--- What needs to be done ---
Within the records, find every line that includes the word "below" and copy it.

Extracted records
════

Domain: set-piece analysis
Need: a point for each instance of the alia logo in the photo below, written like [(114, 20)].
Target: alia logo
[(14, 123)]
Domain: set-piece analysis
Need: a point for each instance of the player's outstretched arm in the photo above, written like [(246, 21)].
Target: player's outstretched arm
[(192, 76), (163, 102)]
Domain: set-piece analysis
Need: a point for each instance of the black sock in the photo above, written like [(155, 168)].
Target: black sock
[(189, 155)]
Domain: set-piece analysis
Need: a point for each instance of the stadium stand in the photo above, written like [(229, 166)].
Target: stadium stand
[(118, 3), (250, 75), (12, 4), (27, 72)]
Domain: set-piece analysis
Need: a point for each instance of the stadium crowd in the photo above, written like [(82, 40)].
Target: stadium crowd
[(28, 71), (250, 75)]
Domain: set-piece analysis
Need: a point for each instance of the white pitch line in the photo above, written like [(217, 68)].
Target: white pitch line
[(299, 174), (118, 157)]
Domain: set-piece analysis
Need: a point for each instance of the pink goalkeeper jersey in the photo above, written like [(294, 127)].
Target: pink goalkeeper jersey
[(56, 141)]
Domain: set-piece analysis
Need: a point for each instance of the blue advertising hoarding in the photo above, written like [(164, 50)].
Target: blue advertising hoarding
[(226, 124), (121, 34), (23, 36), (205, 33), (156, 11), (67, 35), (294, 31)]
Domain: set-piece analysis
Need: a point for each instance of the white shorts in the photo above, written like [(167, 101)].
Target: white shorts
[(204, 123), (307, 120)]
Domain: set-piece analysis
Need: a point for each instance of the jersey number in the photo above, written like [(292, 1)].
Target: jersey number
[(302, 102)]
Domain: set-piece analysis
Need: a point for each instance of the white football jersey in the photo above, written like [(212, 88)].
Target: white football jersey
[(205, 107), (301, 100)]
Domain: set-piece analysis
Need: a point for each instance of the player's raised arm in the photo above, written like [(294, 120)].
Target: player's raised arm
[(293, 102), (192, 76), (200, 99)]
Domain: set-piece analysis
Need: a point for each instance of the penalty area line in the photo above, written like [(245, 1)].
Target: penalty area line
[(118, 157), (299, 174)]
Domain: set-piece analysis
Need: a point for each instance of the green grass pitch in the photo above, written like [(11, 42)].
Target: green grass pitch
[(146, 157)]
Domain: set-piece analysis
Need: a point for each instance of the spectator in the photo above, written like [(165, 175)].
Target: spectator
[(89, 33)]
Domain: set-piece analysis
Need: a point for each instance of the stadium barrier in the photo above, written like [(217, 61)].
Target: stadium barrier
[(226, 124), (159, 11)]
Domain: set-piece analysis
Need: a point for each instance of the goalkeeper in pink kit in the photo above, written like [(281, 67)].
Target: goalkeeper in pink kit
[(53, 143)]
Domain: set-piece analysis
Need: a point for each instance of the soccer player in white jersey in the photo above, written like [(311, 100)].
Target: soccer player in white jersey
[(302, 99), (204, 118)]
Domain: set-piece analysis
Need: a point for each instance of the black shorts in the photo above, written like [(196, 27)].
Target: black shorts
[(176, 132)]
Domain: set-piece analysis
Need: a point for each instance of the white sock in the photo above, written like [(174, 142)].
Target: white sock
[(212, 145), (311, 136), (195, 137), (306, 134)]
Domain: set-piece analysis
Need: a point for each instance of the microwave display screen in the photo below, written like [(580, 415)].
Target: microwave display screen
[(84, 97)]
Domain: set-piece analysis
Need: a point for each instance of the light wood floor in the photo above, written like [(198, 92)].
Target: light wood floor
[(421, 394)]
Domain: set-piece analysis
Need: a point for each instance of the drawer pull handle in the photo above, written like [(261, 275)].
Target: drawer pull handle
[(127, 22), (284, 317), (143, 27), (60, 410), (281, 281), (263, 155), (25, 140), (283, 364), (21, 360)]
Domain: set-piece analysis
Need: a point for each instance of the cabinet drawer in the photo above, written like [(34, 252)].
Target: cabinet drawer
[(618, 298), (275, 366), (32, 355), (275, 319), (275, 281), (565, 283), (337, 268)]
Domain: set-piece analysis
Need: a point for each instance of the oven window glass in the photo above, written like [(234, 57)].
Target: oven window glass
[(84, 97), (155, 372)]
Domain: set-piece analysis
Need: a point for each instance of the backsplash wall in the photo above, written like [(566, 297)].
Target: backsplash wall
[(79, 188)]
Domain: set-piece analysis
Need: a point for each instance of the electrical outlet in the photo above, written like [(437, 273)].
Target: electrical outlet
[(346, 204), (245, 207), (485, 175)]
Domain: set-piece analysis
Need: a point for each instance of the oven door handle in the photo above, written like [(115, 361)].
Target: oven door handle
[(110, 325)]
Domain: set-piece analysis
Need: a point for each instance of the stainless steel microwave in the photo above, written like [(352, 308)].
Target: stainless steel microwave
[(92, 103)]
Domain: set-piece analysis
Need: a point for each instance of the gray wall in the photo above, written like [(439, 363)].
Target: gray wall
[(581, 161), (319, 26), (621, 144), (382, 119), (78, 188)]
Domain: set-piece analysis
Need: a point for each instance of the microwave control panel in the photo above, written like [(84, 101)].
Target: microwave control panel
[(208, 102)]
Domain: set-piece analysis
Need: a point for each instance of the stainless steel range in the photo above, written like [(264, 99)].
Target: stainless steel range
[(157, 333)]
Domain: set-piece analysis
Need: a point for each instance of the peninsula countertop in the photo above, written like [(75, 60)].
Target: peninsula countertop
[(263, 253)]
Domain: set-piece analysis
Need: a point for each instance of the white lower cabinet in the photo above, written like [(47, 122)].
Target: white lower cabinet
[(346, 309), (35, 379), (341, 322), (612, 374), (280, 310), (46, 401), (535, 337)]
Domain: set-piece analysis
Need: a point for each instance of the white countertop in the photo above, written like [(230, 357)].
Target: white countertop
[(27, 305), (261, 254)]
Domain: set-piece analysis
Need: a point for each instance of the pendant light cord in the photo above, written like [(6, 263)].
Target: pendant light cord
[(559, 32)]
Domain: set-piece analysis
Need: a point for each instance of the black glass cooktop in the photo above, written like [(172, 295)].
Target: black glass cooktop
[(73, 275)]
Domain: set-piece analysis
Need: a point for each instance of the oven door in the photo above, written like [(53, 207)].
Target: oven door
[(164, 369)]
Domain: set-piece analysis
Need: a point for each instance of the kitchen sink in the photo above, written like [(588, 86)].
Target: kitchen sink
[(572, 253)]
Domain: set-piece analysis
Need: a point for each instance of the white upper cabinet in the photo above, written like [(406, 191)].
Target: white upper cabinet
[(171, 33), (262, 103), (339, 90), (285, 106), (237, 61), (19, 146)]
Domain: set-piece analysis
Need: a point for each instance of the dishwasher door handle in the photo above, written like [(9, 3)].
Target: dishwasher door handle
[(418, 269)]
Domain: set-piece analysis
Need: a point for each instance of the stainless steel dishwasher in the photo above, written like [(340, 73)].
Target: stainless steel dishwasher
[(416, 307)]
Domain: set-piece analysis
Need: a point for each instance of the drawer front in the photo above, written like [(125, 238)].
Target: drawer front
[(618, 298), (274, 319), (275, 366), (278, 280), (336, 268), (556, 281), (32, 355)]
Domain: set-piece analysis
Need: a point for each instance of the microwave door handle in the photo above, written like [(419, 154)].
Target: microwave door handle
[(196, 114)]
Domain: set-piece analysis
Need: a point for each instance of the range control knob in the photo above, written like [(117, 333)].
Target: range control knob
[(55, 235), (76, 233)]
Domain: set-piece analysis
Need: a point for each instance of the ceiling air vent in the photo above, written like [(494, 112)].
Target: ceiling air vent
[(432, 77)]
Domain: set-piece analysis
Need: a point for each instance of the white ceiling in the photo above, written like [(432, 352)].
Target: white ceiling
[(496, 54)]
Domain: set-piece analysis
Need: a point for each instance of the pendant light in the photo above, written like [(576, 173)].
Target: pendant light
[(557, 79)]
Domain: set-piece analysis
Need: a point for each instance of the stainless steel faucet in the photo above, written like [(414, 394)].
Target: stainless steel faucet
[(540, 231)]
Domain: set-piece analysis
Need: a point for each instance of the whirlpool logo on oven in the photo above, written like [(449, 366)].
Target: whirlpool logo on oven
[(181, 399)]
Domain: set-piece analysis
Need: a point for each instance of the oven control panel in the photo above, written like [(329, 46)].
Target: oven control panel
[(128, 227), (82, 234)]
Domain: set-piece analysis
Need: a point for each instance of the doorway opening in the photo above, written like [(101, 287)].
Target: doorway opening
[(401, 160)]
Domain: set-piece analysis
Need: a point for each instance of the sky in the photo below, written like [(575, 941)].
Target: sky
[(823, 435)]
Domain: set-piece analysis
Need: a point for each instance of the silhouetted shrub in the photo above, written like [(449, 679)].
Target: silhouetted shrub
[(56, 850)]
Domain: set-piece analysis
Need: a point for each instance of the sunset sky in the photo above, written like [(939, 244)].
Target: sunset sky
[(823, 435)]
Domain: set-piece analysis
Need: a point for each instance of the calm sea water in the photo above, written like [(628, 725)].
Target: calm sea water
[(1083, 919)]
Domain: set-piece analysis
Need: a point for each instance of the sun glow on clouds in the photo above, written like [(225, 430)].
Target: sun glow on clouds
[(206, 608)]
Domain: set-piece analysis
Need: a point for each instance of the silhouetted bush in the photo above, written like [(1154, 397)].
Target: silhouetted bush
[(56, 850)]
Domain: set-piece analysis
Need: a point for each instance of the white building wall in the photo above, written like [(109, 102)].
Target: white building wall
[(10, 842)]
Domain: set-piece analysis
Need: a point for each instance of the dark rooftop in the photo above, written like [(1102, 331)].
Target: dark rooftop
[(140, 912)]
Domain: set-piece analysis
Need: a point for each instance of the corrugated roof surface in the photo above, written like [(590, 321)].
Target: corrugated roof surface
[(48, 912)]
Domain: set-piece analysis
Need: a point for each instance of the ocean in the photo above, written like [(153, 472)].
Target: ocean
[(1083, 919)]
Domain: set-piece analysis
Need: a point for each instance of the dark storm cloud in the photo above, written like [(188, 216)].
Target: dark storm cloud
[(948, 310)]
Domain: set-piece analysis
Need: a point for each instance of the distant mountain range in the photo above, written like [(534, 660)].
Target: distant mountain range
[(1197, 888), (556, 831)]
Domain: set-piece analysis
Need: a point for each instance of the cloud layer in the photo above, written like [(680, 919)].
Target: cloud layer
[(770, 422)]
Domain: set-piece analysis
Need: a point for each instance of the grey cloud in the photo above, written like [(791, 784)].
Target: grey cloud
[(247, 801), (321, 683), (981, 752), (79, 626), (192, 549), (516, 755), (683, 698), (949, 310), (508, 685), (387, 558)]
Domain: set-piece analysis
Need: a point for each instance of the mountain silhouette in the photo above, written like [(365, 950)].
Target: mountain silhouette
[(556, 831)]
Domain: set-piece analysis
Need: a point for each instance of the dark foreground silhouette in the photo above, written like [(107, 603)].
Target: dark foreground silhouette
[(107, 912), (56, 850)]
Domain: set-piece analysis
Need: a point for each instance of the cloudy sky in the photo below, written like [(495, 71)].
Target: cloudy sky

════

--- Exercise result ---
Need: a point for each instance of the alia logo in the photo below, written like [(114, 20)].
Need: a point for each instance of the microwave display screen in the photo below, written like [(580, 415)].
Need: a point for each instance of the sky in the photo below, written like [(575, 941)].
Need: a point for each instance of the cloudy sky in the photo below, written like [(495, 71)].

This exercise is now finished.